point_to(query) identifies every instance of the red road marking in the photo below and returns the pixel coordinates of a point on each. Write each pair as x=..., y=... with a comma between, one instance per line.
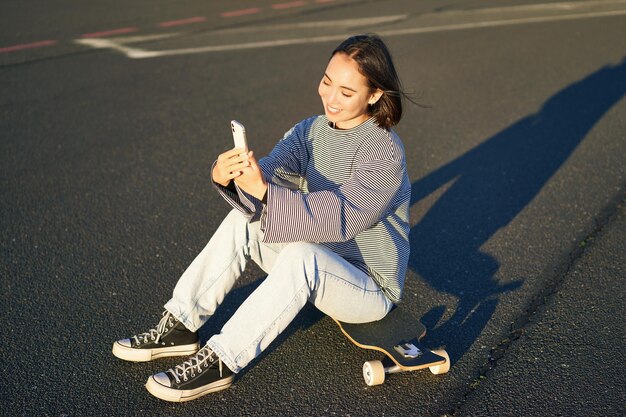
x=26, y=46
x=241, y=12
x=180, y=22
x=289, y=5
x=108, y=33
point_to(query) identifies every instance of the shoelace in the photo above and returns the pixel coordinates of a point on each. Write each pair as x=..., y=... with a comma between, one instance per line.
x=203, y=359
x=155, y=334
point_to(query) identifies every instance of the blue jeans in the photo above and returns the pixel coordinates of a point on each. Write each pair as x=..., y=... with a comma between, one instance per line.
x=297, y=272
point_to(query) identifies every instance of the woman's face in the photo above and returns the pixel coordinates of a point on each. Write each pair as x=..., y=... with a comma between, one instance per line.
x=345, y=92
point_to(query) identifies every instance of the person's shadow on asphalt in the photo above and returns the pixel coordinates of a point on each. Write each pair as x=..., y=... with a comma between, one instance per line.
x=484, y=190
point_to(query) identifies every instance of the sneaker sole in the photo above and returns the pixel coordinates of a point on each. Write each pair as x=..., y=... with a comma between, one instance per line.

▬▬▬▬▬▬

BRIEF: Please write the data out again exactly, but do not carry over the pictures.

TASK RESPONSE:
point_to(query) identifies every instance of the red road marking in the photo below and returns the pixel coordinates of a point on each. Write each pair as x=..., y=... with a comma between, one instance per line.
x=26, y=46
x=241, y=12
x=180, y=22
x=289, y=5
x=108, y=33
point_to(query) identifies every instance of the shoelace in the photo above and returns the pixel coordinates of a point on each. Write each pair as x=..., y=... with a comma between, one instance per line.
x=203, y=359
x=155, y=334
point_to(query) identifies every instance of the blue jeans in the photo above and returns the pixel coordinates of a point on each. Write each pair as x=..., y=... with a comma between, one instance per line.
x=297, y=272
point_to(query) identifies every instance of the woman's face in the photo above and returns the pixel coordinates of a point on each. Write each pair as x=..., y=... with a comma between, one instance per line.
x=345, y=92
point_to(query) identifies every instance of the person's shadow on asphalt in the photo above and returns the pixel coordinates of a point on each. Write each pair as x=..., y=... with a comma between, one instance per line.
x=484, y=190
point_to(query) identifies every instance of the sneaker sole in the photo above and returns the pixel coordinates of a point on each. Write each pair as x=..., y=... with a comma between, one instance per line.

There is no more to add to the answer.